* Excerpt provided
====================
Paige:  You’ve got to try it all out, see where you fit and what hold your interests.

Russel:  Exactly, and who you like hanging out with.

Paige:  That’s true, too.

Russel:  You spend a lot of time working. You ought to hang out with people who you enjoy, because it really takes the fun out of it, if you don’t like the people.

Paige:  Or they take the fun out of it.

Russel:  Well, yeah.

[laughter]

Paige:  Either or.

Russel:  Yeah, exactly. That’s how I found myself in oil and gas. I made a deliberate decision I wanted to get there. Then, I had to find a path and it took a while.

Paige:  Let’s continue to talk about going down that path. You’re in oil and gas. Tell me about all the other things you’ve gotten to, up unto this point.

Russel:  What do you mean?

Paige:  As far as the different experiences. You’ve got several different companies under this holdings company, right?

Russel:  Yeah, I have. There is a theme in it. The theme is technology, overall. I started EnerSys as a consultant. After I left BMP Energy Systems, I was working as a measurement consultant. I was in a place in my life where I want to stay in oil and gas, but I was looking around as to what else was out there.

Doing measurement led to doing some telemetry to collect the data. That led to putting some human‑machine interface on top of that collection, which led to doing some SCADA systems, which led to doing some pipeline control systems.

What’s interesting to me about that is, as I’ve gotten deeper and deeper in the technology, it’s when you can get deep enough to actually create something unprecedented. I think that’s the thing that drives me, something that’s not there yet, that’s unique and different, adds value, and causes people to go, “Huh, that’s kinda cool.” That’s what drives me.

Of course, in 2000, I started a company called Gas Certification Institute. It’s a measurement training company, primarily. They teach fundamentals of measurement for folks that do custody transfer, custody transfer being the kind of measurement where the ownership of the commodity is changing, and it would be subject to audit, that kind of thing.

That business, it’s not big, but it’s well‑known and it’s very well‑regarded. We’ve trained over a thousand measurement technicians in the time that we’ve been in business.

Russel:  Those are the type of people, for other people in different parts of the industry, also might know them as transporters? Is that kind of the same thing as far as the custody change goes?

Paige:  Measurement techs. It’s dudes in trucks. It’s the people that are installing, maintaining, and operating the metering, doing meter proving, tank gauging, and all that kind of good stuff. I thought I was going to make it through my career as a gas guy and not have to learn liquids.
====================
* Dataset excerpt
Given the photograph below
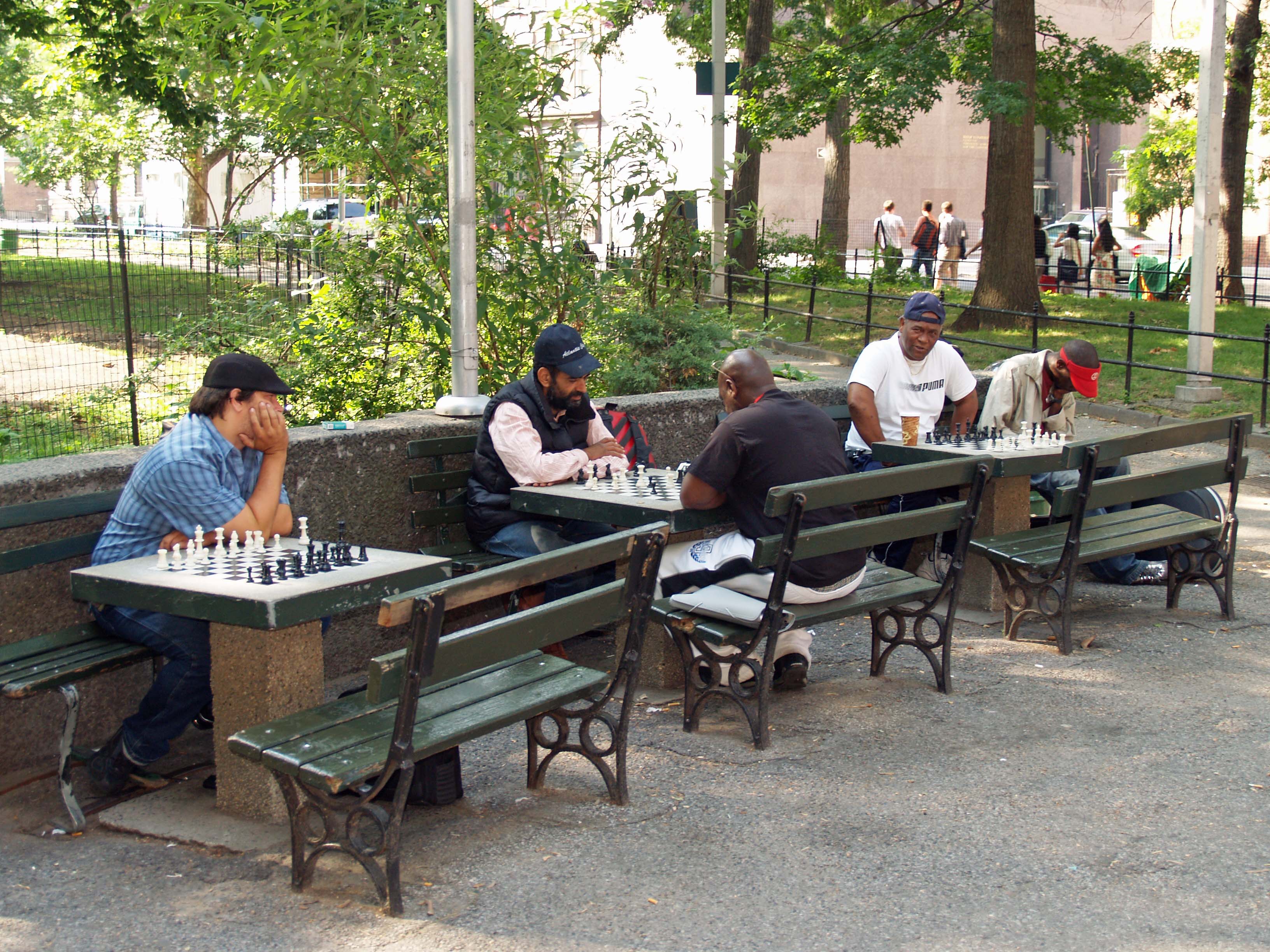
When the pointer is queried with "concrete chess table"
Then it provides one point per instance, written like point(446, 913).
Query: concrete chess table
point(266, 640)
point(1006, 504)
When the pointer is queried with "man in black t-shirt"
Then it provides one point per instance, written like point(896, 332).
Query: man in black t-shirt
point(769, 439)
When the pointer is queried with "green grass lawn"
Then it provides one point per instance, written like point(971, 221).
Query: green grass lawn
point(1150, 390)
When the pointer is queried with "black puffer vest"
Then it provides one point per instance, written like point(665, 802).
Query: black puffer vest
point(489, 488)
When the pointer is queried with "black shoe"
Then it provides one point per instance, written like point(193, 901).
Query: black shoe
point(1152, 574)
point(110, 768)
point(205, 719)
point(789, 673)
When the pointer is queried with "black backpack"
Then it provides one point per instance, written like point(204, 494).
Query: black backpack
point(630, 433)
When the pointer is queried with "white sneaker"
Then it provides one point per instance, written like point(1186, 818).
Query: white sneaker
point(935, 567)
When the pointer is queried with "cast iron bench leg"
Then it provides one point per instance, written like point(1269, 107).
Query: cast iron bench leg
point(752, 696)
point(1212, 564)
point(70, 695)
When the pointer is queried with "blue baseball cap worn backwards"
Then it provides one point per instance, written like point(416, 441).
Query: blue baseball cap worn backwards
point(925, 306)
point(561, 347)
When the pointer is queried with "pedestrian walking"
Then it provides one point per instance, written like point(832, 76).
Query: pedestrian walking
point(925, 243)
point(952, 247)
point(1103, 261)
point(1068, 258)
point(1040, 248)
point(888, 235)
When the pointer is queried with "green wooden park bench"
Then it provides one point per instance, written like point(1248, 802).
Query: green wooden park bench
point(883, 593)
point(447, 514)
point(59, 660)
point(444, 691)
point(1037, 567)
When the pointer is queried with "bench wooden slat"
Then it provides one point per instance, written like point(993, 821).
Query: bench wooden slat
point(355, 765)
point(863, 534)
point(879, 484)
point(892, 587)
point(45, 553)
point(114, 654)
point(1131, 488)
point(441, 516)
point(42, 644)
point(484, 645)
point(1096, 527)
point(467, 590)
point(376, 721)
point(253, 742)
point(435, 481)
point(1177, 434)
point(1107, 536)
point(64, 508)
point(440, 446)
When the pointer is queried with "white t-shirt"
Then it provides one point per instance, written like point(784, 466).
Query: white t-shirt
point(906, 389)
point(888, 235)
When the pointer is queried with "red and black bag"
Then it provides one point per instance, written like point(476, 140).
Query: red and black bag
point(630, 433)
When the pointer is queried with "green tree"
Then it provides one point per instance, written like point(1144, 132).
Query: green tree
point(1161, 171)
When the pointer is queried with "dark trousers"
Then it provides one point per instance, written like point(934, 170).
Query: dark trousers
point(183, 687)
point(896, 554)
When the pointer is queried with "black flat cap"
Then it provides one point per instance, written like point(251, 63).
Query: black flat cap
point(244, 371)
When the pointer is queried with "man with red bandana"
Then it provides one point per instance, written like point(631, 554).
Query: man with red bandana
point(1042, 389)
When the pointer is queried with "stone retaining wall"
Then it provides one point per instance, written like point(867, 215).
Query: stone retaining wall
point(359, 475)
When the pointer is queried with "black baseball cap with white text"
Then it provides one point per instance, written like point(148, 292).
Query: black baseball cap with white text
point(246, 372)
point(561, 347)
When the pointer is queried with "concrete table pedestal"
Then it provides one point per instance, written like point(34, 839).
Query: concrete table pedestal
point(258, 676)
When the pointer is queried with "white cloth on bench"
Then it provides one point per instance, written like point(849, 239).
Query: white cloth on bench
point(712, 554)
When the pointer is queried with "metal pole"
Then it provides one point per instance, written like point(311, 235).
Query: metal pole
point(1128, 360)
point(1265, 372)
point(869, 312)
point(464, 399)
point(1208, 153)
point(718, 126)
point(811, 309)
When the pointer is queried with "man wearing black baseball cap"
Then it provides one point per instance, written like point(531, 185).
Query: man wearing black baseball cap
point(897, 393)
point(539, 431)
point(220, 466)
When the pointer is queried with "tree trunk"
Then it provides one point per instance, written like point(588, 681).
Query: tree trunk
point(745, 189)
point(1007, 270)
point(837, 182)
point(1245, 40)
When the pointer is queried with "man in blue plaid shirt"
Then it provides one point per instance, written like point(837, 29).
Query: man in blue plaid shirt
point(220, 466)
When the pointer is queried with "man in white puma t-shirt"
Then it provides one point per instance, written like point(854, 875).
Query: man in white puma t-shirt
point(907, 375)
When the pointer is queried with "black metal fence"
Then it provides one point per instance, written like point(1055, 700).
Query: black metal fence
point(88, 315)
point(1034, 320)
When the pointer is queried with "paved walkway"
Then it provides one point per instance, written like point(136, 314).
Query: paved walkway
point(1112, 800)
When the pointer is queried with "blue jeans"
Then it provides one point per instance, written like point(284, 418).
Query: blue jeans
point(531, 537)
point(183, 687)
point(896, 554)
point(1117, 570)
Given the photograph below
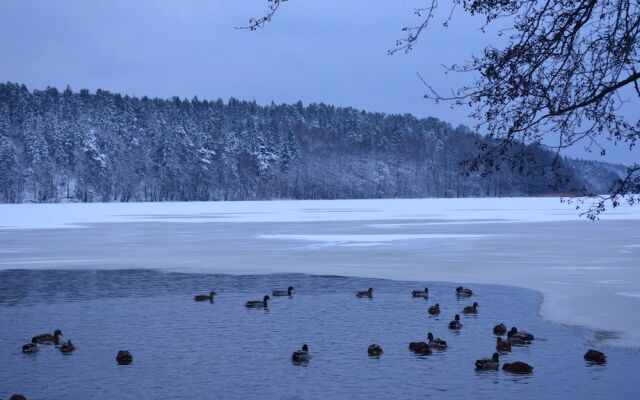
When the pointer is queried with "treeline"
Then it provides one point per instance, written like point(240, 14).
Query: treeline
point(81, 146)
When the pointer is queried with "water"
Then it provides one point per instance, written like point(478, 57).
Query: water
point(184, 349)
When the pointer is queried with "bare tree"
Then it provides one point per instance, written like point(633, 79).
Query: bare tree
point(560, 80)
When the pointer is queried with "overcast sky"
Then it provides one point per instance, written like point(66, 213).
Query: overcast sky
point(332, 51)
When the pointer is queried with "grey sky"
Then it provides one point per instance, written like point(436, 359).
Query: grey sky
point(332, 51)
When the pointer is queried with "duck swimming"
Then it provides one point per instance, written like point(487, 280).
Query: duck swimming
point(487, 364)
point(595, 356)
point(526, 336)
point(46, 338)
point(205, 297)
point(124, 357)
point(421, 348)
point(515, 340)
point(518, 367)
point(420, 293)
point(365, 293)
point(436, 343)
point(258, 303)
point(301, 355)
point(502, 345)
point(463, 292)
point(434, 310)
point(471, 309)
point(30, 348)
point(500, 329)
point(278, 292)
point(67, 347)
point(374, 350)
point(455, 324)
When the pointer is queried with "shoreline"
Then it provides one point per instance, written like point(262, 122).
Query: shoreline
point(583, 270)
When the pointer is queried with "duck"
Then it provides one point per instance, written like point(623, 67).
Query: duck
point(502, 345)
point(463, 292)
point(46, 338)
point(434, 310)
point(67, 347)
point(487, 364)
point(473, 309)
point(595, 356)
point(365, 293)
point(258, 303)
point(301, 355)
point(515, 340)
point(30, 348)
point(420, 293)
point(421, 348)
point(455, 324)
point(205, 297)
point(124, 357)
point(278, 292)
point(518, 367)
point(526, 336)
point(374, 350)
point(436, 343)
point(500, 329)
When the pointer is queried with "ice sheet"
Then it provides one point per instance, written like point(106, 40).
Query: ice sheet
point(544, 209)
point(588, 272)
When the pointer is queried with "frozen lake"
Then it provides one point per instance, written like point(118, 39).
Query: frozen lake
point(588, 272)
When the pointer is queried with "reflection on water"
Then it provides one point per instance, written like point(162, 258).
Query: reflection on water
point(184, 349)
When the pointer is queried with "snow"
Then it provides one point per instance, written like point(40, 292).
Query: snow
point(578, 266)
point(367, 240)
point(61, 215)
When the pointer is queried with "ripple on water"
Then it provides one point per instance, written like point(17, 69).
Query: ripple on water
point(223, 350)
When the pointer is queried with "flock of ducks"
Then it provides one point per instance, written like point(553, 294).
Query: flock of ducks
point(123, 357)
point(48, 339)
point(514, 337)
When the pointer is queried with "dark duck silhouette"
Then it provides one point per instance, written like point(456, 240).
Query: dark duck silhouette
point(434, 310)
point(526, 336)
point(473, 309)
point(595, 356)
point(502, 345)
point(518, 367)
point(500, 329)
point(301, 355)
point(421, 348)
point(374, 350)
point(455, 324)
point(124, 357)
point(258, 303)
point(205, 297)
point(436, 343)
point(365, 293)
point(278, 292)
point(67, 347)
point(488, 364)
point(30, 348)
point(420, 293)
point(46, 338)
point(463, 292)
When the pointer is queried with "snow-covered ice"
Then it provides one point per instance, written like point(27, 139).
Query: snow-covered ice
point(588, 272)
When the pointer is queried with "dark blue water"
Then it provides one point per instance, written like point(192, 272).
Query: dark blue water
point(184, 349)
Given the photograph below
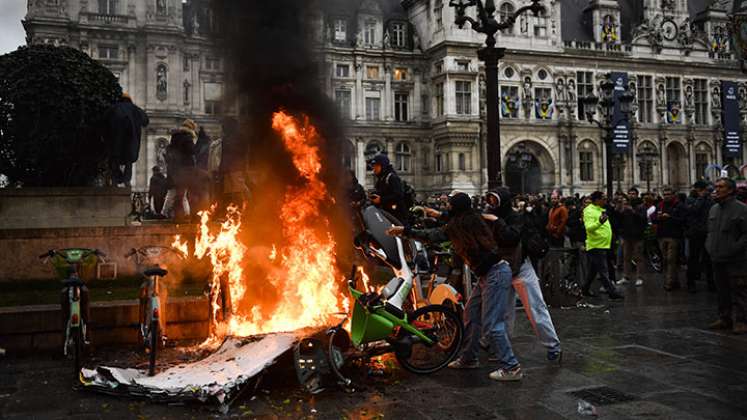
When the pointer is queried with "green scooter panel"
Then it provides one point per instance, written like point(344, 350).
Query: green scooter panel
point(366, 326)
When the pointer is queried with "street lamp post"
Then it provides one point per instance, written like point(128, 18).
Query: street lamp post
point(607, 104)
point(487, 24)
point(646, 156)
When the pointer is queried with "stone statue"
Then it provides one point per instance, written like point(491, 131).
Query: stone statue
====================
* Stated goal
In the conversation above, what year is given for the start of the company called Gas Certification Institute?

* Right answer
2000